» ФРАГМЕНТ ТЕКСТА
-=-=-=-=-
Так складывалось веками. Скудные суглинистые почвы, малые участки земли, пригодные под пашню, издревле диктовали крестьянину и формы расселения. Только малой деревней можно было прожить, прокормиться на этой земле: гектар–полтора пахотного клина терялся среди перелесков, заболоченных низин и прочих неудобий. Вот и селились «гнездами», за лесами, за болотами.
Когда «едоков» становилось больше, чем могла прокормить земля, часть семей уходила осваивать новые территории, переселялась в другие края. Самые решительные аж за Урал ехали. И опять зарождались хутора, деревеньки, обживались ранее не обжитые земли. Каждый новый пункт представлял здесь своего рода опорную точку, «аванпост» освоения обширных пространств необжитого края. Так появлялись новые деревни на степных просторах Оренбуржья, Алтая, Зауралья.
К переселению, а значит, и к постоянным изменениям расселения, побуждали и более сложные причины, которые диктовались сменой общественных формаций, развитием общественного строя и его производительных сил. Эти изменения сказывались на величине поселений, их числе и людности. Вспомним хотя бы так называемую столыпинскую аграрную реформу 1906 года, в ходе которой на свободные земли окраинных районов из центральных губерний переселилось более трех миллионов человек; около 1670 тысяч семей, вышедших из общин, поселились на хуторах и отрубах. А это значит, что избы и хаты, стоявшие в деревнях, вдруг сдвинулись с места, оторвались от соседских изгородей и плетней, рассредоточились по надельным участкам, образовав на обширных наших территориях сотни тысяч новых хуторов и крохотных деревенек.
Первые наиболее заметные изменения в доставшейся нам системе расселения произошли в годы коллективизации. Коллективное хозяйствование на земле, в отличие от единоличного, требовало концентрации сельского населения: жителей хуторов и малодворок перевозили в места сосредоточения трудовых коллективов — обратно в деревню.
В этот процесс жестоко вмешалась Великая Отечественная война. На Украине фашисты разрушили и сожгли 28000 сел, в Белоруссии — 9200 деревень, на территории оккупированных областей Российской Федерации гитлеровцы разорили и разграбили свыше 52800 колхозов и 860 совхозов.
Мы с вами хорошо знаем, что на фронтах, в оккупированных районах и на фашистской каторге погибло более двадцати миллионов человек. Знать–то знаем, но не всегда видим последствия этих потерь. Чтобы понять их, надо вспомнить, что на Смоленщине, например, численность населения за годы войны уменьшилась наполовину, а в некоторых ее районах осталась лишь пятая часть жителей. Урон ощущался не только там, где шли бои, но и в глубоком тылу. Из каждой деревни ушли на войну десятки, сотни мужчин, а вернулись единицы. Рождаемость в эти годы была очень низкой. В результате даже многолюдные деревни оказались после войны малолюдными, а малые поселения и вовсе обезлюдели, не имея сил на восстановление. И хотя человеку свойственно возвращаться на родное подворье, пусть даже на его месте осталось лишь пепелище, и возрождать его, однако война разбросала людей по разным краям, и поэтому многие хутора и деревни не возродились. Оставшиеся в них жители переселились «ближе к людям», в большие села, многие из которых, в результате разорения, превратились в малодворки.
-=-=-=-=-
» ПЕРЕЧЕНЬ ЗАПИСЕЙ
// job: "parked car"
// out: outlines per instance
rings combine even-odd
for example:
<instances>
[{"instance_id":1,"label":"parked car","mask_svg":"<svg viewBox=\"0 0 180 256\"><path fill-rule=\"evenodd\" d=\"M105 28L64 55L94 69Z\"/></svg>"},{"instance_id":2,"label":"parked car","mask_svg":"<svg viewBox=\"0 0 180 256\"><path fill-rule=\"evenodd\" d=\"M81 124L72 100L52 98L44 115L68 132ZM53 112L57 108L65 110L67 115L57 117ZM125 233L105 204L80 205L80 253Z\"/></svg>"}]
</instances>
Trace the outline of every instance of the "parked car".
-=-=-=-=-
» ЗАДАНИЯ
1. Повторите без изменений ту часть текста о сельском расселении, которая открывается словами «Первые наиболее заметные» и завершается словами «и 860 совхозов.».
2. Назовите все края, в степях которых, согласно тексту о сельском расселении, появлялись новые деревни.
3. Пожалуйста, напишите продолжение текста о сельском расселении после его последнего предложения.

» ОТВЕТЫ ПО ЗАДАНИЯМ
1.
Первые наиболее заметные изменения в доставшейся нам системе расселения произошли в годы коллективизации. Коллективное хозяйствование на земле, в отличие от единоличного, требовало концентрации сельского населения: жителей хуторов и малодворок перевозили в места сосредоточения трудовых коллективов — обратно в деревню.
В этот процесс жестоко вмешалась Великая Отечественная война. На Украине фашисты разрушили и сожгли 28000 сел, в Белоруссии — 9200 деревень, на территории оккупированных областей Российской Федерации гитлеровцы разорили и разграбили свыше 52800 колхозов и 860 совхозов.

2. Оренбуржье, Алтай, Зауралье

3.
Ныне на Смоленщине насчитывается свыше шести тысяч сел и деревень. Многие из них — малодворки, а то и однодворки, все больше стареющие, ветшающие. Люди покидают их, потому что не хочется жить на отшибе, едут туда, где лучше налажен труд и быт, где есть перспективы. Так что и будущее любого хозяйства во многом зависит от этого процесса, в общем–то закономерного, так как концентрация производства требует иного размещения поселений. Но этим процессом еще надо научиться управлять, регулировать его.
Тихие милые моему сердцу деревеньки. Вот в такой же, деревянной, разбежавшейся по зеленому склону, подпертой со всех сторон лесами и полями, работал и я когда–то. И казалось мне тогда, что именно она, эта немногодворная Лапышта, и есть центр мира, к ней леса приникли, поля к ее порогу легли и все проселочные дороги. Давно это было…
И леса, и поля, и проселочные дороги, разбитые тракторами, словно бы отстранились от деревеньки. А может это щербатая деревенька (там одного дома нет, там целого порядка, лишь деревья остались, что под окнами когда–то шумели), обиделась на все былое и теперь по–стариковски отрешенно смотрит на окружающий мир, далеко проглядываемый отсюда, с холма. Вон трактор работает в поле. Машина куда–то идет по проселку, переваливается, прогромыхивает на ухабах, грязью хлещется. Вон на ферму зеленую массу повезли. Все отсюда видно, хорошо видно. Только вот не узнает деревенька, кто там по проселку идет, кто на поле, прилегающем к ней, работает. Не узнает, потому что поля ее обрабатывать приезжают с центральной усадьбы, по ее проселкам и улицам ездят механизаторы, живущие на центральной усадьбе.